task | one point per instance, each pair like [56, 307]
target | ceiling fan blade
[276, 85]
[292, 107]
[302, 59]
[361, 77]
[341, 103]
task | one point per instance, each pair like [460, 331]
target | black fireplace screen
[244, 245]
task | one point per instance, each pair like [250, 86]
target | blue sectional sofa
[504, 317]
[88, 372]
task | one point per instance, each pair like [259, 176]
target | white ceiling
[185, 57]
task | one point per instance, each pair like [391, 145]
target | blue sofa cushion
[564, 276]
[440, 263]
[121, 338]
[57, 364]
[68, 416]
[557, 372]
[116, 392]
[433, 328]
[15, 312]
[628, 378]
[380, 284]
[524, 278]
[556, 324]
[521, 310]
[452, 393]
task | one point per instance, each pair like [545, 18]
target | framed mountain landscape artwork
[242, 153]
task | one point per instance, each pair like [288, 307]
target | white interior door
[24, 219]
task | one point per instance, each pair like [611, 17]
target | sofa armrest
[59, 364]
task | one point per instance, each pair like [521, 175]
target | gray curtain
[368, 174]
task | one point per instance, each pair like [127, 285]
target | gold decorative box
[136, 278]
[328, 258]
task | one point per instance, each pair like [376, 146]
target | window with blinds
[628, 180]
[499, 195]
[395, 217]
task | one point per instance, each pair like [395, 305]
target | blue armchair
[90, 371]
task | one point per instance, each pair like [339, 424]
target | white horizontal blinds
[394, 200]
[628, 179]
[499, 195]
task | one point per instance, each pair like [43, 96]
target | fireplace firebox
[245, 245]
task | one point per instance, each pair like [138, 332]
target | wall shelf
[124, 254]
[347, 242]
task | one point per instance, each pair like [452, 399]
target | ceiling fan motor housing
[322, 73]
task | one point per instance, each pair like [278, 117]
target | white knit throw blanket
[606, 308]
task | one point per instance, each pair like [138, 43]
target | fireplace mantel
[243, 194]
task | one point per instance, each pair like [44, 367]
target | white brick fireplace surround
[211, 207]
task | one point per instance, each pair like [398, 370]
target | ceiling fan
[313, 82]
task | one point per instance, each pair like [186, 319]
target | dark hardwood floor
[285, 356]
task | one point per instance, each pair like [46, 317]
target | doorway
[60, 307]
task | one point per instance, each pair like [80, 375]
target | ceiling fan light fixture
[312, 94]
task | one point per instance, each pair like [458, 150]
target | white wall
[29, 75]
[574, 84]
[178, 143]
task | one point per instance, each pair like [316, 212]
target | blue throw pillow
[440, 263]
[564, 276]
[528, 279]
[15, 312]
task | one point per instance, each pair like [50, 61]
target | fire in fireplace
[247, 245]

§ §

Directions → Copy every row above character for character, in the same order.

Solved exercise →
task | one point per instance, each pair like [56, 307]
target | ceiling fan blade
[276, 85]
[292, 107]
[302, 59]
[361, 77]
[341, 103]
task | one point per instance, each pair like [460, 331]
target | black fireplace screen
[244, 245]
task | one point per instance, each pair like [250, 86]
target | blue sectional sofa
[504, 317]
[88, 372]
task | one point per instance, each pair like [259, 176]
target | white ceiling
[185, 57]
task | one point per instance, each pair like [391, 145]
target | blue sofa cushion
[564, 276]
[440, 263]
[121, 338]
[57, 364]
[68, 416]
[557, 372]
[116, 392]
[433, 328]
[15, 312]
[628, 378]
[380, 284]
[524, 278]
[556, 324]
[521, 310]
[452, 393]
task | one point per instance, each pair like [545, 18]
target | framed mountain landscape artwork
[242, 153]
task | one point per instance, each pair like [288, 307]
target | white interior door
[24, 219]
task | one point per instance, each pair like [611, 17]
target | sofa armrest
[59, 364]
task | one point per instance, each pair like [521, 175]
target | gray curtain
[368, 174]
task | one point per instance, each pair like [127, 285]
target | gold decorative box
[136, 278]
[328, 258]
task | one point per instance, each pair like [376, 146]
target | window with blinds
[628, 180]
[499, 195]
[395, 217]
task | one point per instance, each pair like [395, 305]
target | blue armchair
[90, 371]
task | one point per instance, each pair like [339, 424]
target | white horizontal blinds
[394, 200]
[628, 179]
[499, 195]
task | one point per instance, each pair like [43, 96]
target | fireplace firebox
[245, 245]
task | one point per instance, each pair like [138, 332]
target | wall shelf
[124, 254]
[347, 242]
task | one point per instance, each pair like [452, 399]
target | ceiling fan motor housing
[322, 73]
task | one point per instance, each pair like [278, 117]
target | white knit throw blanket
[606, 308]
task | one point per instance, each pair like [138, 43]
target | fireplace mantel
[243, 194]
task | one point per instance, each pair like [44, 367]
target | white brick fireplace surround
[211, 207]
task | one point per instance, each pair like [398, 370]
target | ceiling fan
[313, 82]
task | one point per instance, each pair like [186, 319]
target | dark hardwood floor
[285, 356]
task | one point per instance, each pair like [46, 317]
target | doorway
[60, 307]
task | one point per instance, each pair like [80, 375]
target | ceiling fan light fixture
[312, 94]
task | one point per instance, each pair like [458, 150]
target | white wall
[29, 75]
[574, 84]
[178, 143]
task | one point per instance, each pair like [316, 212]
target | blue throw pillow
[440, 263]
[564, 276]
[528, 279]
[15, 312]
task | one point per instance, each pair like [50, 61]
target | fire in fireplace
[247, 245]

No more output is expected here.